## [WHAT TO WORK ON]
**1)** Answer these questions from the Derrida biography excerpt, one answer per line, marked the same way:
(a) In what two terms did Nancy gauge the value of the homage?
(b) What does Nancy say he had never, or hardly, done?
(c) What had Jacques even tracked down?
**2)** Sum up the Derrida biography excerpt in two sentences.
**3)** Carry the Derrida biography excerpt forward from its last sentence.
--- BEGIN SUPPLIED PASSAGE ---
Derrida: A Biography

(Elliott) #1

The Time of Dialogue 2000–2002 497


But Nancy was mainly just moved by this homage. He gauged its
value in terms both of friendship and of the extraordinary attention
to his work that the book revealed.


It was a coup... I was thunderstruck to see the title, then the
book itself. I think I then said to Jacques: I was speechless, it
was too much. Of course, in matters of friendship there is no
‘too much’, and in this respect I was deeply moved. But there is
in his analysis such a force of knowledge and problematization
that I said to myself: I’m never going to be able to touch touch
again [je ne dois plus toucher au toucher]. What you need to
realize is that I’d never thematized touch as such, or hardly. In
breathtaking fashion, Jacques had managed to read a number
of texts in which this motif appeared from the sidelines. He had
even tracked down the metaphorical uses of the word ‘touch’.
--- END SUPPLIED PASSAGE ---
--- BEGIN EXCERPTED RECORDS ---
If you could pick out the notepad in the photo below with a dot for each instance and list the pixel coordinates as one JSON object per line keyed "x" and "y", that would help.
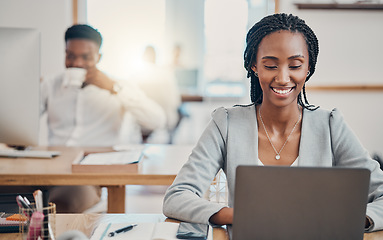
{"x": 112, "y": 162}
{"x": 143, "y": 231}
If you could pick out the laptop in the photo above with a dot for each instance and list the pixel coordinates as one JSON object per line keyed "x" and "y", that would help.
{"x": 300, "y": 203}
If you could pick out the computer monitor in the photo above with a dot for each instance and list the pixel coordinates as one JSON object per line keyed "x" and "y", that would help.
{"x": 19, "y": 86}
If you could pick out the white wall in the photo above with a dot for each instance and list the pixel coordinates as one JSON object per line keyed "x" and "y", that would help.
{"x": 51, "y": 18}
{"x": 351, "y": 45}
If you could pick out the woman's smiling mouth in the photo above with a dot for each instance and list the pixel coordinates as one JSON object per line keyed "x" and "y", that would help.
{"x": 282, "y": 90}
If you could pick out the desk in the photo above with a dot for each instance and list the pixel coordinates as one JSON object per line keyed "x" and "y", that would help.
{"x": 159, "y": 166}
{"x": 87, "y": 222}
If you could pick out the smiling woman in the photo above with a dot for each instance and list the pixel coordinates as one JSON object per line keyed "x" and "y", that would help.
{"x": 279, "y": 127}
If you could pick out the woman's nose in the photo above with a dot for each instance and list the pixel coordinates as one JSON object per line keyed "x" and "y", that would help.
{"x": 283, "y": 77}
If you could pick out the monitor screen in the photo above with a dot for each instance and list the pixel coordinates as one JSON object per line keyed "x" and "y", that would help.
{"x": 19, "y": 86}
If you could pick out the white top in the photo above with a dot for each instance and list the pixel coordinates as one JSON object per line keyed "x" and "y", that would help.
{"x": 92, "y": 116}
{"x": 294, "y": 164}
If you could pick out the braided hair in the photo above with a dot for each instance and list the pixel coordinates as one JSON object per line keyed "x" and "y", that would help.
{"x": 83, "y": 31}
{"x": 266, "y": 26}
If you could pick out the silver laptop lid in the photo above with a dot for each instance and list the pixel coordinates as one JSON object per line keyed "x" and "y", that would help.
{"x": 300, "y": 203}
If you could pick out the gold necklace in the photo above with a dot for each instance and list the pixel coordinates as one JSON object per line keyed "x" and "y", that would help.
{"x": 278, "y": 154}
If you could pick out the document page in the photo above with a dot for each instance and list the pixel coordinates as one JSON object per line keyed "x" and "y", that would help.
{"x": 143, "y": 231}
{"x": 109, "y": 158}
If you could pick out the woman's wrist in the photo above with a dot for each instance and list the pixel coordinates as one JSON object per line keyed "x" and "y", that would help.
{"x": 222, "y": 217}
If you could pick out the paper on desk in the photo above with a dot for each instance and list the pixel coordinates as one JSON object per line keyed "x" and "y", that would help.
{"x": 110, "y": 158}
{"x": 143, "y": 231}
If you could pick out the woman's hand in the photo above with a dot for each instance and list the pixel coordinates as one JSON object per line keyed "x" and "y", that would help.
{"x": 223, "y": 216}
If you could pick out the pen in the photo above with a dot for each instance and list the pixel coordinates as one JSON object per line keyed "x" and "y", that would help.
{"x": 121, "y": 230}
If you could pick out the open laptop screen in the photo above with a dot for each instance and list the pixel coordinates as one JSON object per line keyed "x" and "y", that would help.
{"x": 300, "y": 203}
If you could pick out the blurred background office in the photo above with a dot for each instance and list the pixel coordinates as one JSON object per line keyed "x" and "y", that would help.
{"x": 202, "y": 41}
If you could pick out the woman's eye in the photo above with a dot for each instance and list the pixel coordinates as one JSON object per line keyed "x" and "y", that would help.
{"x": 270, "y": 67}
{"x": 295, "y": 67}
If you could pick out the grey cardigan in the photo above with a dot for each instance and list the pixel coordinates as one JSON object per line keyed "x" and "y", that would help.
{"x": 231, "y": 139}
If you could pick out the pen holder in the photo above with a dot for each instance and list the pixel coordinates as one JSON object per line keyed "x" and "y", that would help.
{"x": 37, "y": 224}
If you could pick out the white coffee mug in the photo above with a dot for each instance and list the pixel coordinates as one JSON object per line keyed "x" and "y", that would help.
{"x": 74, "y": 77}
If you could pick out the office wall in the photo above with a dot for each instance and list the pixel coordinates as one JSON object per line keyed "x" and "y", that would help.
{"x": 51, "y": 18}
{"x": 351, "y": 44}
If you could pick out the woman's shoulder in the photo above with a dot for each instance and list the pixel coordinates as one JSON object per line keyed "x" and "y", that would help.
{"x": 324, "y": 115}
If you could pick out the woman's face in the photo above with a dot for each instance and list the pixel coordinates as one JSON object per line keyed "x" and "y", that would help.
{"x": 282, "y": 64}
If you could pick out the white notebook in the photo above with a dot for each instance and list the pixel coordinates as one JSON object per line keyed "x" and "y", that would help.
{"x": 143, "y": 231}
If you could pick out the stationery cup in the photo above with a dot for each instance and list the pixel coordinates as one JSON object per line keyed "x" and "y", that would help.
--- END EXCERPTED RECORDS ---
## [THE RESPONSES]
**1)**
(a) In terms of friendship and of the extraordinary attention to his work that the book revealed.
(b) Thematized touch as such.
(c) The metaphorical uses of the word ‘touch’.

**2)** Nancy was mainly moved by the homage, valuing it both for the friendship and for the extraordinary attention to his work that the book revealed. He recalls being thunderstruck and speechless, and says the force of knowledge in Jacques's analysis made him feel he could never touch touch again, though he had hardly thematized it himself.

**3)**
And he brought this extremely attentive reading into the huge
set of other texts that he had read or reread to compose what
was in every sense his book, his own book, on touch. Also, I’d
clearly perceived the way he showed me the trap I’d only just
avoided – let’s call it ‘haptocentrism’, as he puts it. If I had
avoided it, it was because I hadn’t thematized it, and not out
of any theoretical vigilance. And he also teaches me something
of a lesson in this book. As you must know, it contains this
phrase: ‘I tell myself, in my heart of hearts [à part moi], Jean-
Luc Nancy is the greatest philosopher of touch.’ Jacques must
have laughed over his amphibological trouvaille: ‘I tell myself,
in my heart of hearts [à part moi]’ and ‘I tell myself that, apart
from me [à part moi] – who am in fact the greatest.’ Finally,
what I take away from this book is also the end: ‘Just salut,
greeting without salvation: just a salut on the way.’ The word
‘salut’* becomes a concept in the form of an interjection of
greeting or farewell: it’s admirable, I often think of it.^5

In the spring, Élisabeth Roudinesco and Jacques Derrida embarked
on a book of dialogues that would take the title For What
Tomorrow... The idea had been launched during a dinner, by
Olivier Bétourné, the partner of Élisabeth Roudinesco, the then
vice-president and manager of the publishing house Fayard. Struck
by the way they were forever discussing current aff airs, and ethical
and political questions, he said he was convinced that such a work
would be of the greatest interest and would attract new readers to
Derrida.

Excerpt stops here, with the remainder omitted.